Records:

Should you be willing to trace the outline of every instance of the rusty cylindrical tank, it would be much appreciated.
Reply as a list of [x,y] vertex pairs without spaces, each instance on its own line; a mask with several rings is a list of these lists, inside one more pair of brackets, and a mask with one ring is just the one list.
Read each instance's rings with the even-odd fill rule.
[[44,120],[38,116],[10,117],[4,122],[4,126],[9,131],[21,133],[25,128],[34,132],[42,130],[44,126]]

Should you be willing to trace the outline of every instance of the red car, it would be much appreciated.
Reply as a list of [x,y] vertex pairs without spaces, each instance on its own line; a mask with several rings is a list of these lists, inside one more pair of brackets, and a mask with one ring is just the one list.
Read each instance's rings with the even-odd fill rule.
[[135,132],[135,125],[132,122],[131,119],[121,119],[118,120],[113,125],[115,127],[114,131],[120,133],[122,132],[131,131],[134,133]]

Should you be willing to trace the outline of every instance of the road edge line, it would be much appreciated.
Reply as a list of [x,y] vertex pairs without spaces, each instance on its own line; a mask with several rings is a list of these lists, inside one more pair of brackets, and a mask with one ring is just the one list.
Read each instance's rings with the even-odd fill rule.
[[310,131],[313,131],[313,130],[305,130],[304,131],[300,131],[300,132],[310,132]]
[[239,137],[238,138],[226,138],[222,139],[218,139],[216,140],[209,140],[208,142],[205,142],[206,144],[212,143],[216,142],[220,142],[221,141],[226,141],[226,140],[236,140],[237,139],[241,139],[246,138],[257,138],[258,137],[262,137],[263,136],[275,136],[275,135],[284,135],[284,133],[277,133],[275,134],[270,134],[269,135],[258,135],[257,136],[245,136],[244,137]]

Do this:
Format each line of these items as a numbered list, omitting blank lines.

Solution below:
1. Should you be willing to trace the outline of every instance of the rusty cylindrical tank, it would be much appreciated.
2. Reply as a list of [x,y] vertex pairs without spaces, each instance on its own line; a mask with several rings is a list of these lists, inside one more pair of brackets, and a mask with one ring is just the one list.
3. Read each instance's rings with the even-odd fill rule.
4. [[44,120],[38,116],[10,117],[4,122],[4,126],[9,131],[21,133],[25,128],[34,132],[42,130],[44,126]]
5. Should you be willing to trace the outline of every instance of the red car, it would be much appreciated.
6. Reply as a list of [x,y] vertex pairs without spaces, each instance on its own line; a mask with several rings is a list of these lists, inside one more pair of brackets, and a mask with one ring is just the one list.
7. Read each instance's rings with the even-odd fill rule.
8. [[135,132],[135,125],[132,122],[131,119],[121,119],[118,120],[113,125],[115,127],[114,131],[120,133],[122,132],[131,131],[134,133]]
9. Should you be willing to trace the outline of every instance of the road edge line, it would be much appreciated.
10. Reply as a list of [x,y] vertex pairs without spaces, each instance on its own line; a mask with several rings is a list of these lists, inside one more pair of brackets, and a mask with one ring is just the one list.
11. Read each instance's rings with the even-odd fill rule.
12. [[310,131],[313,131],[313,130],[305,130],[304,131],[300,131],[300,132],[310,132]]
13. [[239,137],[238,138],[226,138],[222,139],[218,139],[216,140],[209,140],[208,142],[205,142],[206,144],[212,143],[216,142],[220,142],[221,141],[226,141],[226,140],[236,140],[237,139],[241,139],[246,138],[257,138],[258,137],[262,137],[263,136],[275,136],[275,135],[284,135],[284,133],[277,133],[275,134],[270,134],[269,135],[258,135],[257,136],[245,136],[244,137]]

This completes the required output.